▶ [Assignment]
Pick out the lines below that contain the string "Please" and copy them all.

▶ [Extracted data]
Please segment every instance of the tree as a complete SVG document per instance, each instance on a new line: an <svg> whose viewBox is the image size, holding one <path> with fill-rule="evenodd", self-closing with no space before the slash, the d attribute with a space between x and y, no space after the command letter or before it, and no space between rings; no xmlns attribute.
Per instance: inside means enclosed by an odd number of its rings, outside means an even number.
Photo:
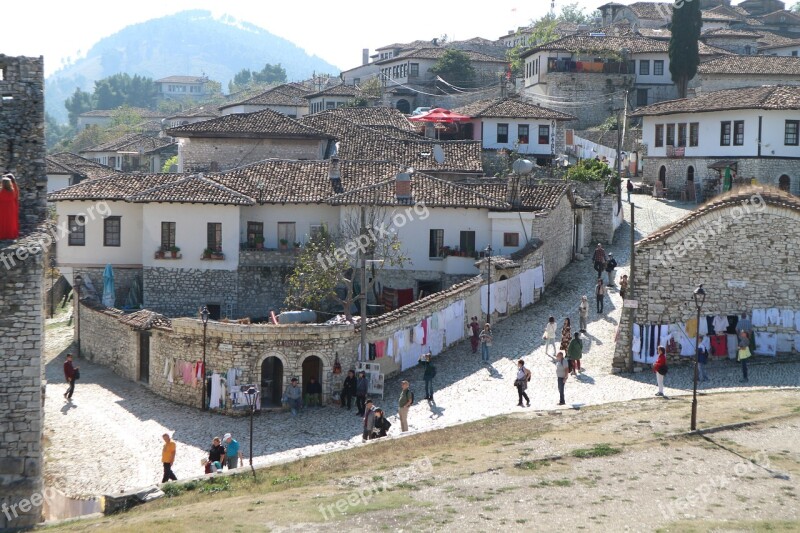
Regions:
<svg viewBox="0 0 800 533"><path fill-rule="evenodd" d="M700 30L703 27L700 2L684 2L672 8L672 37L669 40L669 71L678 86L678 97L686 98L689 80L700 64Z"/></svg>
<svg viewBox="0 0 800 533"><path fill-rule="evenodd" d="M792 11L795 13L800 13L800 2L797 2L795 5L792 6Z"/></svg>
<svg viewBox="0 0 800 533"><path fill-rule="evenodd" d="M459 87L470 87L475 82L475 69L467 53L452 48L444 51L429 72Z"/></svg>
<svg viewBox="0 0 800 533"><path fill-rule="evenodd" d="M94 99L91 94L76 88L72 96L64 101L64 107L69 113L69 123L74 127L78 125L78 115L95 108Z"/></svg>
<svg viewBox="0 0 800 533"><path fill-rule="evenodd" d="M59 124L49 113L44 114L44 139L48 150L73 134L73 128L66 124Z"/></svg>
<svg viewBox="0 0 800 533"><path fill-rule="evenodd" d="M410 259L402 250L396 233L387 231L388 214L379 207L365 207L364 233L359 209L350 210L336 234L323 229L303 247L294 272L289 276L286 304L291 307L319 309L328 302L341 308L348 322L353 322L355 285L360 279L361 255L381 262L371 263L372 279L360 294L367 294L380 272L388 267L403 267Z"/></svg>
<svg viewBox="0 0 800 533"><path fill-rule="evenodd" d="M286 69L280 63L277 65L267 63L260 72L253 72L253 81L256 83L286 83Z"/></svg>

...

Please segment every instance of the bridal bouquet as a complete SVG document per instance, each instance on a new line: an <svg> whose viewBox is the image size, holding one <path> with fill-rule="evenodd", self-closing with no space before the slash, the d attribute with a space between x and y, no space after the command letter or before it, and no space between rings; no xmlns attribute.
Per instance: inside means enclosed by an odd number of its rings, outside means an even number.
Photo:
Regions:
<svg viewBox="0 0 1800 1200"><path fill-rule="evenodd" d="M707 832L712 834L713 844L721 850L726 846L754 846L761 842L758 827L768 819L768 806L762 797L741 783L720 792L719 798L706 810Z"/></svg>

==

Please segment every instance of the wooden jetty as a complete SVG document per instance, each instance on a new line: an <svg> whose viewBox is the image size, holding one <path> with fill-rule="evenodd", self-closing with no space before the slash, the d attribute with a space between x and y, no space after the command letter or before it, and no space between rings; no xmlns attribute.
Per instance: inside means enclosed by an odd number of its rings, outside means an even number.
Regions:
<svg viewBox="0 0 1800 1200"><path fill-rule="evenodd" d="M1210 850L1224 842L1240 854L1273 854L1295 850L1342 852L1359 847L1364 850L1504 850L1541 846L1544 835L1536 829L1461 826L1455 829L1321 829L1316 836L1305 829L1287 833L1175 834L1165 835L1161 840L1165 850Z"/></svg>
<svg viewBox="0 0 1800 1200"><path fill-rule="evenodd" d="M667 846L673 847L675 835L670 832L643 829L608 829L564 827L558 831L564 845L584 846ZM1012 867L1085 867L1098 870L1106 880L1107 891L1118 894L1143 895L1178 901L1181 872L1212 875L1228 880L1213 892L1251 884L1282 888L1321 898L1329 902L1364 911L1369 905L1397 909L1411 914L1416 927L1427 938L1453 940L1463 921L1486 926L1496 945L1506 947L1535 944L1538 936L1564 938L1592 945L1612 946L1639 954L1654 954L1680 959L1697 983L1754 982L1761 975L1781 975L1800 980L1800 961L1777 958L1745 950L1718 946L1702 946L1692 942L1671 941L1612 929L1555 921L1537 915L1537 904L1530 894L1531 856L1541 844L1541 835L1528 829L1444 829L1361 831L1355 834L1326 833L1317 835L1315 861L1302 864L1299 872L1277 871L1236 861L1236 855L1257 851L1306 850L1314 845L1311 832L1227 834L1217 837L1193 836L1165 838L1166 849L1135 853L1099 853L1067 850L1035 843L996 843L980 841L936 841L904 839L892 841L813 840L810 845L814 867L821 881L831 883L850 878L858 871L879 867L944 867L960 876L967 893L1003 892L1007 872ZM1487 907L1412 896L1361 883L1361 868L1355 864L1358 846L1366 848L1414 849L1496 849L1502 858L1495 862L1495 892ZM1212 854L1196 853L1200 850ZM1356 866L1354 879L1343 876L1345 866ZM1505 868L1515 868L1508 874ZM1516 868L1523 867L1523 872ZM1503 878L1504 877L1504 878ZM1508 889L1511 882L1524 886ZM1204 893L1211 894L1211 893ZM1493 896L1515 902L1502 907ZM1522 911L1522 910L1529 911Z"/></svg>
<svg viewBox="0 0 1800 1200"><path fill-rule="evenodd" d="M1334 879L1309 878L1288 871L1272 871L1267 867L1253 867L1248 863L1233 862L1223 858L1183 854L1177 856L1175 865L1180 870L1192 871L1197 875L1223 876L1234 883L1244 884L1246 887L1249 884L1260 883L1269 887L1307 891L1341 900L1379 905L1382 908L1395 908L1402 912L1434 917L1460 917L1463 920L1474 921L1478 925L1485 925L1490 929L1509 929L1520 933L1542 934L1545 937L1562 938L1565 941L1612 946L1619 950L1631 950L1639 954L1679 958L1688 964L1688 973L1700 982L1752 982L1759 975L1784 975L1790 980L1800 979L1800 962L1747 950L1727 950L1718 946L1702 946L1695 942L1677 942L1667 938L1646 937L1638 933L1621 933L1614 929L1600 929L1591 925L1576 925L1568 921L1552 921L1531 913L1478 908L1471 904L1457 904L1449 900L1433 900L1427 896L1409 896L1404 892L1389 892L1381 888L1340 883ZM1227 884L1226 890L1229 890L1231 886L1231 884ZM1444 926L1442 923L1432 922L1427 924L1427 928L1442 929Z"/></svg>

▶ [Task output]
Please segment every instance of the tree as a complete SVG document per instance, each instance on a new line: an <svg> whose viewBox is the image size, holding one <path> with fill-rule="evenodd", self-closing with no space before the slash, the d attribute with a space between x and y, no space after the command letter or before it, and no space between rings; no xmlns attribute.
Please segment every instance of the bridal bouquet as a complete SVG document per instance, each instance on a new line: an <svg> whose viewBox is the image size, holding one <path> with fill-rule="evenodd", self-closing with no space before the slash, the d attribute with a space between x and y, no space after the command letter or before it, and no space between rings; no xmlns attribute.
Please segment every instance of the wooden jetty as a complete SVG document per instance, each instance on a new line: an <svg> whose viewBox is the image size, holding one <path> with fill-rule="evenodd", self-closing with no space before the slash, the d attribute with a space between x and y, no space after the command letter or before it, and no space between rings; no xmlns attribute.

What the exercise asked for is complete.